Start of Dataset records

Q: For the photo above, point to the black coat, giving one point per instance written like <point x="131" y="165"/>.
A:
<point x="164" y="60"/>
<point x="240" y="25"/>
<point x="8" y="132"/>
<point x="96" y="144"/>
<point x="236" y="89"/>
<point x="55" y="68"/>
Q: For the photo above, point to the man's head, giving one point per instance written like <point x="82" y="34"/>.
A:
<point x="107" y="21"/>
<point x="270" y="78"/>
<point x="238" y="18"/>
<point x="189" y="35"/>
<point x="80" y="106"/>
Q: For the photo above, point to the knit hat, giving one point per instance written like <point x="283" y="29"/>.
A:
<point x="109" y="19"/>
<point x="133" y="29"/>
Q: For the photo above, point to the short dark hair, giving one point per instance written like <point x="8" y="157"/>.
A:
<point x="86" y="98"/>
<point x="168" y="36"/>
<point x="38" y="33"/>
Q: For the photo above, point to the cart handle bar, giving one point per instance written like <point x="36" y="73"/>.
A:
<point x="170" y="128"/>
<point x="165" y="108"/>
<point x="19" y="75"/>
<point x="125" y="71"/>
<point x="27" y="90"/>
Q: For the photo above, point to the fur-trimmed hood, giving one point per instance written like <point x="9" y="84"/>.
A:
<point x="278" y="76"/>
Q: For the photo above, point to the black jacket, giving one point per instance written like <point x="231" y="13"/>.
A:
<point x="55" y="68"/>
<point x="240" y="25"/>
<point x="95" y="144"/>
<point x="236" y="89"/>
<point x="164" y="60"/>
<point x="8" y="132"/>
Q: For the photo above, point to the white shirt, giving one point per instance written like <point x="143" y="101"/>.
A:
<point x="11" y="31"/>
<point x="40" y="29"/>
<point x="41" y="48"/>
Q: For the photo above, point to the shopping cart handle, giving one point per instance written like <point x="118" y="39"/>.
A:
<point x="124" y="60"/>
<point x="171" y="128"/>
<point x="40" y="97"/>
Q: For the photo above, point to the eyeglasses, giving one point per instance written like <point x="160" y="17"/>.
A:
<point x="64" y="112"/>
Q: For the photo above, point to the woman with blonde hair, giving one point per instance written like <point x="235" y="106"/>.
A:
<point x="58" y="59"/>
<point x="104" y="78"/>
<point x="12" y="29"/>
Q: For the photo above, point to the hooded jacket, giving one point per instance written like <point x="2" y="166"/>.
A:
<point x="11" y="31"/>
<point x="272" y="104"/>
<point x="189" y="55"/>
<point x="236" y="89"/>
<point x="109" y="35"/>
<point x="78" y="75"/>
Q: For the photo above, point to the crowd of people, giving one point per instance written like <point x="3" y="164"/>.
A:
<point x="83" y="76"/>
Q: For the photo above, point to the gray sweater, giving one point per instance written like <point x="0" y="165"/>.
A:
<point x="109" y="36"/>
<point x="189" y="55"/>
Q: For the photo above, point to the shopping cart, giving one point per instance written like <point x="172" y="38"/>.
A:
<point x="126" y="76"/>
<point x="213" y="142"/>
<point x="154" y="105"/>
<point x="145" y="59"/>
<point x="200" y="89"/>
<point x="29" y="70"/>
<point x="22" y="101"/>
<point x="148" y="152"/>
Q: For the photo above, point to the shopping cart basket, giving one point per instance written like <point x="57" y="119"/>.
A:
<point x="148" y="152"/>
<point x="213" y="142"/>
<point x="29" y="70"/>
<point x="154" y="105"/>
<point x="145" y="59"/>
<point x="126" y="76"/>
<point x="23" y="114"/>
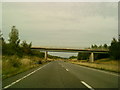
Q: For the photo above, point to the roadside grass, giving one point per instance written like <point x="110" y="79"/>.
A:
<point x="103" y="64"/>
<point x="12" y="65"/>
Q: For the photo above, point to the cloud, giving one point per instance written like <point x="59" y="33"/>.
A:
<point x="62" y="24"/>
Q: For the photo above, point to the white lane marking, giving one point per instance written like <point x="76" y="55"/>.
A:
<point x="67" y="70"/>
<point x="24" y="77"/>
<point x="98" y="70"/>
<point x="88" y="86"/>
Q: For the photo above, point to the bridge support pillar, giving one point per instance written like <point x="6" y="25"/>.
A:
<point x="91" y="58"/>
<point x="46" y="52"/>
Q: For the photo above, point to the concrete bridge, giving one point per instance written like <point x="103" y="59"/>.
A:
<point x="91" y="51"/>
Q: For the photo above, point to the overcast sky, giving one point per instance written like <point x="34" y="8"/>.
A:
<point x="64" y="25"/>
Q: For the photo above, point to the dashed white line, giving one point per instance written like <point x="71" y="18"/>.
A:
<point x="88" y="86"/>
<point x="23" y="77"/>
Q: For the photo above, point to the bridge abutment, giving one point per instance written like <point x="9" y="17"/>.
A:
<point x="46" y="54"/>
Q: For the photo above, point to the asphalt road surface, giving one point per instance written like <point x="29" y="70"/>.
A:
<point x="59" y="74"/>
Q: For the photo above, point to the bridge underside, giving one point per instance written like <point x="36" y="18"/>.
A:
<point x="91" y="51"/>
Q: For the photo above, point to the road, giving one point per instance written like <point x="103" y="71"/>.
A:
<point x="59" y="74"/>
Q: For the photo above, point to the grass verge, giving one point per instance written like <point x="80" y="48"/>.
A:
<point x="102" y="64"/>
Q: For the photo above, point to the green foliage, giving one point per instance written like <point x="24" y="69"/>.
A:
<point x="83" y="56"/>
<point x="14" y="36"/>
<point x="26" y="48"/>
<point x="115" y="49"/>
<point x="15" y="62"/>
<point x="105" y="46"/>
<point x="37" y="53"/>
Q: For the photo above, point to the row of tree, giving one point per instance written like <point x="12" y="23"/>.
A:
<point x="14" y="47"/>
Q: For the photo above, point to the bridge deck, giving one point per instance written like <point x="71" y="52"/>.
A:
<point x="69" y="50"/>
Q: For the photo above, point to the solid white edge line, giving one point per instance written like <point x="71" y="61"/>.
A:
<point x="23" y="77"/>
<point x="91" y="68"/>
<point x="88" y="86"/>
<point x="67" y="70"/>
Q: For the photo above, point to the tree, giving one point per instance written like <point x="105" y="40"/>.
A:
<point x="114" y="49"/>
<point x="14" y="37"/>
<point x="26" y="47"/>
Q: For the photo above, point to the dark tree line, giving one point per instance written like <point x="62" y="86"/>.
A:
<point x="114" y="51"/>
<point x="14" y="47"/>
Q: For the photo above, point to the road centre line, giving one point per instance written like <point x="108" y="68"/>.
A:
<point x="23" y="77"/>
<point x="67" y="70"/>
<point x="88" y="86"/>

End of Dataset records
Start of Dataset records

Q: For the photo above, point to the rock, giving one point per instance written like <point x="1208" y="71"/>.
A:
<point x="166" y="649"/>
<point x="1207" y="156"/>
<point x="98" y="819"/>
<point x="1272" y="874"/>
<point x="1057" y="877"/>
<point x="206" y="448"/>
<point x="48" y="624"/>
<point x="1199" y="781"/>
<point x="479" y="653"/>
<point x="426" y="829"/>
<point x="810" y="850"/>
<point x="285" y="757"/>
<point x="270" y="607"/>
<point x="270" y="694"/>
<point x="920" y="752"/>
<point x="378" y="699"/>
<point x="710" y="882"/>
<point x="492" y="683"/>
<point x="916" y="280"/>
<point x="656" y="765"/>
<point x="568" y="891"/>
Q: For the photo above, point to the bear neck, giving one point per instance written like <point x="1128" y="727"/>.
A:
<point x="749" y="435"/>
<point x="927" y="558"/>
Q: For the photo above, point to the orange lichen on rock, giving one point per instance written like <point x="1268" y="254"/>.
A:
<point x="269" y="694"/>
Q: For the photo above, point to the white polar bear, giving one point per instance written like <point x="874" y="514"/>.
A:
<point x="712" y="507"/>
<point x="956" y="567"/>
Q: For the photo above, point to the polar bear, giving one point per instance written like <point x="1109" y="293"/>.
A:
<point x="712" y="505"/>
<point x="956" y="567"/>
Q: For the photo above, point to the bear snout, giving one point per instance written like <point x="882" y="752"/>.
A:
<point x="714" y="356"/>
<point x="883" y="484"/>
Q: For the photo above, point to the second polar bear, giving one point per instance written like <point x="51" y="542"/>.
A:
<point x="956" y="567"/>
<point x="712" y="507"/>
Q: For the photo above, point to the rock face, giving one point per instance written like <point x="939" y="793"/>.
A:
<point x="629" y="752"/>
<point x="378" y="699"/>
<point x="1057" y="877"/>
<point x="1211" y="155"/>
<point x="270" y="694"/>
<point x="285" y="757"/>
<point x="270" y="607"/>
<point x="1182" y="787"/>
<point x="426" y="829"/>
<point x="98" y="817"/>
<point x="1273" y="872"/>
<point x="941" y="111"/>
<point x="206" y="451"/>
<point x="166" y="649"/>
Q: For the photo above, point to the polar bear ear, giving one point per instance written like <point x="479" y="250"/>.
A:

End of Dataset records

Your instructions
Gather every line of the material that contains the string "handle", treating uppercase and lowercase as different, and copy each one out.

Written solution
Q: For the photo above, point to the cart handle bar, giving one point per instance written like <point x="36" y="73"/>.
Q: For the photo above, point to the shopping cart handle, giving one point per instance written like <point x="118" y="39"/>.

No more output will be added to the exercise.